BEGIN DATA FOR ANALYSIS
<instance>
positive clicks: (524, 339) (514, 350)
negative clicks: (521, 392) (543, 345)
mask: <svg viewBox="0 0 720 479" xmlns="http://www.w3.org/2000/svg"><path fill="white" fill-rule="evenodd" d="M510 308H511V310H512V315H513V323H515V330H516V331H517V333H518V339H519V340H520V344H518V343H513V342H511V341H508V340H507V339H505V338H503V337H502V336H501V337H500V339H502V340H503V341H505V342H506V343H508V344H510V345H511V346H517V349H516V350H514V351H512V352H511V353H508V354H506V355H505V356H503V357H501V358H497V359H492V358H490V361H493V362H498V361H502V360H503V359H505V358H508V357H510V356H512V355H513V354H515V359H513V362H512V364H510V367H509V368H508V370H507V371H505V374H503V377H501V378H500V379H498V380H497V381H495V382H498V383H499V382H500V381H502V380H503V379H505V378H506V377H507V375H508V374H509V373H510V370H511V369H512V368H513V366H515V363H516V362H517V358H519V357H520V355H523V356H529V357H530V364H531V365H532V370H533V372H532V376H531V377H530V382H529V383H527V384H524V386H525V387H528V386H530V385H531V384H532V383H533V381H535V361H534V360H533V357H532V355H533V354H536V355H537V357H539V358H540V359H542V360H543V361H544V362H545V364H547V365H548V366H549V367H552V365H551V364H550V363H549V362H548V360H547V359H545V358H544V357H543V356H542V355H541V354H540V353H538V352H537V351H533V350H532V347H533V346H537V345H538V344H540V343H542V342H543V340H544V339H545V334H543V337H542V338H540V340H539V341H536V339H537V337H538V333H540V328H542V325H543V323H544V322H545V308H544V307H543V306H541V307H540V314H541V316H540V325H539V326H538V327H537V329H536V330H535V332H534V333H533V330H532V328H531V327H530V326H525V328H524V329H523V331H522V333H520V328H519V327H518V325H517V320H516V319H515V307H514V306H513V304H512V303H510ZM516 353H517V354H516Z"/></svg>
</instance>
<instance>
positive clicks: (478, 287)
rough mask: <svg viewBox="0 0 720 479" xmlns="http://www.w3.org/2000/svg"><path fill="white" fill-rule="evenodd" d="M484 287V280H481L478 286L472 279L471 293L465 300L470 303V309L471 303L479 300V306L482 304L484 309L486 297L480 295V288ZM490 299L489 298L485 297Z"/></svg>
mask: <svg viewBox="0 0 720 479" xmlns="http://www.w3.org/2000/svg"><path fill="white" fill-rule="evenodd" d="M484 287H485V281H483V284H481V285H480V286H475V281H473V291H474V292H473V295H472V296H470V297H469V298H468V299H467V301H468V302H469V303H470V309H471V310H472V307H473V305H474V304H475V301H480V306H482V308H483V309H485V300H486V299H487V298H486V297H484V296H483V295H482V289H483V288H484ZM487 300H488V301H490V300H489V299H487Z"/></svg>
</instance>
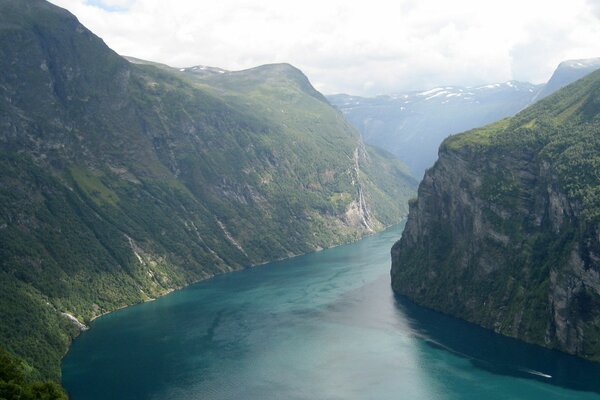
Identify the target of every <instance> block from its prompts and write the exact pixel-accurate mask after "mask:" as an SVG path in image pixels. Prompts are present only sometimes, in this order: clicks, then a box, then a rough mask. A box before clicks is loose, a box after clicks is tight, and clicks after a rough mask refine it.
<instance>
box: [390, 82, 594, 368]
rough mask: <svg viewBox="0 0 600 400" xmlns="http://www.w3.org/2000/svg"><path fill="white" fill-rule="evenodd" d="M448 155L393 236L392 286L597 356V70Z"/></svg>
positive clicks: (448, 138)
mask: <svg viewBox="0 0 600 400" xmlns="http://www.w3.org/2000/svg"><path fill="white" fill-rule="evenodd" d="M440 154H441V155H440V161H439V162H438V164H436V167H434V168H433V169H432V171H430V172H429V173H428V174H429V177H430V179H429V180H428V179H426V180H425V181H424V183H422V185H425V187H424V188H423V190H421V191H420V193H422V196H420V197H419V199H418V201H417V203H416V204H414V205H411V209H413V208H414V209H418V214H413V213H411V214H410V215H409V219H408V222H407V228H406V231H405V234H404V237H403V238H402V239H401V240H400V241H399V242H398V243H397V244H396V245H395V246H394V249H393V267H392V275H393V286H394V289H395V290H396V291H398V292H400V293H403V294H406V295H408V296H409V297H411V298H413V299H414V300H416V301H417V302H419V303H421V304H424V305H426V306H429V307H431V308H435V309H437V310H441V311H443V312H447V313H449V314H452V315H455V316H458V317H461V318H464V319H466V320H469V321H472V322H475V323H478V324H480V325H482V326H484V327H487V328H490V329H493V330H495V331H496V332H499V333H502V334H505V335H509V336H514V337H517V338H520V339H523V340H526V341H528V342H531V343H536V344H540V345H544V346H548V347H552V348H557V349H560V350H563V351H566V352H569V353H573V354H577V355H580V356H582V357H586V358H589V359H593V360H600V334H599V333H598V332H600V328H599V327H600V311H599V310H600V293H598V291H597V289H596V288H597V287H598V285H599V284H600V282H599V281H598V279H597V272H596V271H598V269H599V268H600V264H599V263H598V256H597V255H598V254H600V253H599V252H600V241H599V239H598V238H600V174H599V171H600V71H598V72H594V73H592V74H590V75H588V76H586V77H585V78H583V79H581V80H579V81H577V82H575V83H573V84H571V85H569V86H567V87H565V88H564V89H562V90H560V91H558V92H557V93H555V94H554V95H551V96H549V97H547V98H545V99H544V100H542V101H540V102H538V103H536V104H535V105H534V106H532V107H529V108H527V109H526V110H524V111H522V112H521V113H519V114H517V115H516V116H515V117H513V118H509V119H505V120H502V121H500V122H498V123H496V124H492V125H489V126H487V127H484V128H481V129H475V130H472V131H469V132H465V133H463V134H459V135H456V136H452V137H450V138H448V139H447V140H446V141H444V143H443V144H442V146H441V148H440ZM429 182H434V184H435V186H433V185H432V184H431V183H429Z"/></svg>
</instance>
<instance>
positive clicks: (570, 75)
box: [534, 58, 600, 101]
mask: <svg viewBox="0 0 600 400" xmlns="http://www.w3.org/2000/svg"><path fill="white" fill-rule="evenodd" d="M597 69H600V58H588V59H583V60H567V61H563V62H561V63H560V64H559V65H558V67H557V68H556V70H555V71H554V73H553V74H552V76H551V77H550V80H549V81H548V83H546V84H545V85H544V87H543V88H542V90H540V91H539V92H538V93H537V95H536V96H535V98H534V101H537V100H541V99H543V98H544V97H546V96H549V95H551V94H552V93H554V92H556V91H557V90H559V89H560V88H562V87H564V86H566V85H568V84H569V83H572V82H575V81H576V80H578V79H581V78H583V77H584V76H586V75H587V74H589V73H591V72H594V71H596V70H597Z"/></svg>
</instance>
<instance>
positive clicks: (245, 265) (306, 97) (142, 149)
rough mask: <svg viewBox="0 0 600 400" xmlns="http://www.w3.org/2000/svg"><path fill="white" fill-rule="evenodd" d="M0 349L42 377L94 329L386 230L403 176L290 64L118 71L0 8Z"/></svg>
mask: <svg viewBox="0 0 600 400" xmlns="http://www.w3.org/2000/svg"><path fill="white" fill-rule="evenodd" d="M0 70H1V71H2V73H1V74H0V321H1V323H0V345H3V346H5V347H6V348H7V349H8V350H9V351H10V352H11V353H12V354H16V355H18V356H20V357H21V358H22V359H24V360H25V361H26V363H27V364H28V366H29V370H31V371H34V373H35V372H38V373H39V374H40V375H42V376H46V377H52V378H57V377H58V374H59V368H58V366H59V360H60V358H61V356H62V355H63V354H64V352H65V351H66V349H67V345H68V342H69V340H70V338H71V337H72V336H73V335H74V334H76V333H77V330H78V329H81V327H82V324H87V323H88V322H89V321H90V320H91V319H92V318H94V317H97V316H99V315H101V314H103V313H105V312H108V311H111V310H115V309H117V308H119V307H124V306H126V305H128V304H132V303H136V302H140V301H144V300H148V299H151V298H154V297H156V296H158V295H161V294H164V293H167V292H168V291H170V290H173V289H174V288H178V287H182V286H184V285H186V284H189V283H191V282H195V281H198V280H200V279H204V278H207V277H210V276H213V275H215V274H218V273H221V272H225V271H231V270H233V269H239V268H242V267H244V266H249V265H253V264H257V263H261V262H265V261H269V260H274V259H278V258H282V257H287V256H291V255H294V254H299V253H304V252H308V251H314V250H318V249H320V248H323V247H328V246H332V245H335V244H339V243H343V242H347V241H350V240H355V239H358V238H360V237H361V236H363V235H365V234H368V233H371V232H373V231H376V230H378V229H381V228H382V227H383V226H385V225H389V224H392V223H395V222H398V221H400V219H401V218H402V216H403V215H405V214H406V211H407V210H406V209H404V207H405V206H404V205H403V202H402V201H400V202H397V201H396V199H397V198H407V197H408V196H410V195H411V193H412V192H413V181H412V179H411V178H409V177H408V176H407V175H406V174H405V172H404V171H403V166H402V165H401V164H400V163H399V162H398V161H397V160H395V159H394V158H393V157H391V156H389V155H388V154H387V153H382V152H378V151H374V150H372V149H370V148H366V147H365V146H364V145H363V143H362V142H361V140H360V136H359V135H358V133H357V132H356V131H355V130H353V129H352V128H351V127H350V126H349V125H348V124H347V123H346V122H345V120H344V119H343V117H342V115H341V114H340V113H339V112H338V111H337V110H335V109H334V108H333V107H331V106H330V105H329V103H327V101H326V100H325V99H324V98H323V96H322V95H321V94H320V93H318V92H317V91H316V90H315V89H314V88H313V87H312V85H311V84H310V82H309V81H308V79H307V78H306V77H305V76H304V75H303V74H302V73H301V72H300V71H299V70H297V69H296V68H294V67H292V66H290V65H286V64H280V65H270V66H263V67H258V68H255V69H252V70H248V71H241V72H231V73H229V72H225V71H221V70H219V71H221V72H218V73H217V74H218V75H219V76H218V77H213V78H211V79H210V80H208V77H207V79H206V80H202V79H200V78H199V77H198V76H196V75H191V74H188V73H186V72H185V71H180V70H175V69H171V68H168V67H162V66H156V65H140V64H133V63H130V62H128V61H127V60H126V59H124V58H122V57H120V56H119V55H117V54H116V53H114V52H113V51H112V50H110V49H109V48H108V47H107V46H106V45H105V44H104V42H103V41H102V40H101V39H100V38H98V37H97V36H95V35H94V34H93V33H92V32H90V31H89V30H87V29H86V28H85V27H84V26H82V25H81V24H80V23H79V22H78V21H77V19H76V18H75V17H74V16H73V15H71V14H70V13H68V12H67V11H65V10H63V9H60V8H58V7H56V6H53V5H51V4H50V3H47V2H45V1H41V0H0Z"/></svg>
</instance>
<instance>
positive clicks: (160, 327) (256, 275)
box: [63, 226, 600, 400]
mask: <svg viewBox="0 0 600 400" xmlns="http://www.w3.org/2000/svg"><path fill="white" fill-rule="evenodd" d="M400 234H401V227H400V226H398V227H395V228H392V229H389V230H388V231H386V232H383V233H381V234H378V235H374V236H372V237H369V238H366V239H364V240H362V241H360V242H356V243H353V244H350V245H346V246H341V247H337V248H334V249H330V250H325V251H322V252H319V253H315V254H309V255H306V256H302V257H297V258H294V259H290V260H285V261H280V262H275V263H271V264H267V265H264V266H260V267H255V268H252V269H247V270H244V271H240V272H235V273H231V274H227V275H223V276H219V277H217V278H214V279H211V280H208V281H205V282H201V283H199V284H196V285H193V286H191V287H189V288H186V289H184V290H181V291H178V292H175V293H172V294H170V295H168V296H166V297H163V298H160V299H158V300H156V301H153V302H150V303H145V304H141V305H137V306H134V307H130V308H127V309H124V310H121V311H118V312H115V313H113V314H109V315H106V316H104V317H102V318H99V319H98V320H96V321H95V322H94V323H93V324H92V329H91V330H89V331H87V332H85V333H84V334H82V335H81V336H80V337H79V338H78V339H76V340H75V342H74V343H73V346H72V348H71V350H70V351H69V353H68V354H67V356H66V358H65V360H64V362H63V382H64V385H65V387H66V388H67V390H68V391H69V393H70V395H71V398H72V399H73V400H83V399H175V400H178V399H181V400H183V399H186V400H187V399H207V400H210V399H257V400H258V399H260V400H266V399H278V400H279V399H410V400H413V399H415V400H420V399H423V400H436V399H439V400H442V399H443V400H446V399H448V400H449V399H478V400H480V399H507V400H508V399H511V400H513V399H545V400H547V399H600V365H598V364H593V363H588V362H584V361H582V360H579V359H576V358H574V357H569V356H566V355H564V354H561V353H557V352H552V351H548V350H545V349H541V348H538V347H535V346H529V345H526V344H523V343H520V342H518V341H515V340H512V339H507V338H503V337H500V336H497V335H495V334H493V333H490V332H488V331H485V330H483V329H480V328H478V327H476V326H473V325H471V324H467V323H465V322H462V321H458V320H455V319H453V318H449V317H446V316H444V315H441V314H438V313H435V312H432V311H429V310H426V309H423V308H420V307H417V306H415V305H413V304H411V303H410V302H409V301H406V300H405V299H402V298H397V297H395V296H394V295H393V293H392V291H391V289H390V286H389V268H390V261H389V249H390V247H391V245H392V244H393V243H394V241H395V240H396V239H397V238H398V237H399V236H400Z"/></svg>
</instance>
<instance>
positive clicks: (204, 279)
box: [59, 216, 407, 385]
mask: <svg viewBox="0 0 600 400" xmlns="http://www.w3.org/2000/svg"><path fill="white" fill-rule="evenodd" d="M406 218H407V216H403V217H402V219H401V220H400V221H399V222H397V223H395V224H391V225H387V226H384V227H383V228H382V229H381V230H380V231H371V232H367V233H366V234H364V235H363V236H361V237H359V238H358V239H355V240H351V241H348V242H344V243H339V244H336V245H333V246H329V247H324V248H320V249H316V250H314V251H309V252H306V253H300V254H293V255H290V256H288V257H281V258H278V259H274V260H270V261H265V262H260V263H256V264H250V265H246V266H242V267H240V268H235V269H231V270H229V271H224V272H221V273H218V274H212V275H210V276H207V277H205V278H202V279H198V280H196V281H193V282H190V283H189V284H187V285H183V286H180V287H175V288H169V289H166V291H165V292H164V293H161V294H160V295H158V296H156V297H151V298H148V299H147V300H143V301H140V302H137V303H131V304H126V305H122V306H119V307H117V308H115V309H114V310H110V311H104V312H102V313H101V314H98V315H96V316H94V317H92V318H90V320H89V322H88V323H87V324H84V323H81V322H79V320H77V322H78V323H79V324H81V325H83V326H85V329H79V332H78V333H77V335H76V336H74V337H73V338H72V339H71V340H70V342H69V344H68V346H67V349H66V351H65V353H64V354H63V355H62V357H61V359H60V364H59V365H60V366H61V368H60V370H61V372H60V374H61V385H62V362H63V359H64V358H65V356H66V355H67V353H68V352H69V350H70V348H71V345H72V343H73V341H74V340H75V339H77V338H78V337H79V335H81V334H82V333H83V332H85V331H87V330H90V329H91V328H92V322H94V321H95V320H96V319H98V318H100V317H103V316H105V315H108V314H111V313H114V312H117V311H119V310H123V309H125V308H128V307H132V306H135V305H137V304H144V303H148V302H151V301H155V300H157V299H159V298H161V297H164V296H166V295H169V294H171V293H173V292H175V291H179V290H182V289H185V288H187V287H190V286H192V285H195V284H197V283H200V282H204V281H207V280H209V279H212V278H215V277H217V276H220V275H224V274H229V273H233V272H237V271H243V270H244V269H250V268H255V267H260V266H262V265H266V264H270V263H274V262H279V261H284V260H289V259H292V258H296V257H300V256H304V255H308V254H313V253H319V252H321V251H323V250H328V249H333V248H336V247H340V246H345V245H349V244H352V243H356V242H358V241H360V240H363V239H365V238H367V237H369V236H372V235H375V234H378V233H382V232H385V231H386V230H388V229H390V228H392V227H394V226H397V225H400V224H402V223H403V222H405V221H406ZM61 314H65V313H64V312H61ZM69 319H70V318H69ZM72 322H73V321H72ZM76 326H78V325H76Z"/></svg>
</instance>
END DATA FOR ANALYSIS
» EXERCISE INSTRUCTIONS
Pull each line that includes the word "clicks" out of the material above.

» ANSWER AREA
positive clicks: (524, 339) (514, 350)
negative clicks: (521, 392) (543, 345)
positive clicks: (478, 287)
Identify the target of every <instance> block from its prompts and write the exact pixel-accurate mask after "mask:" as an SVG path in image pixels. Prompts are present only sometimes, in this order: clicks, then a box, then a rough mask. A box before clicks is loose, a box after clicks is tight, and clicks after a rough mask refine it.
positive clicks: (448, 138)
positive clicks: (570, 75)
positive clicks: (245, 265) (306, 97) (142, 149)
positive clicks: (160, 327) (256, 275)
positive clicks: (204, 279)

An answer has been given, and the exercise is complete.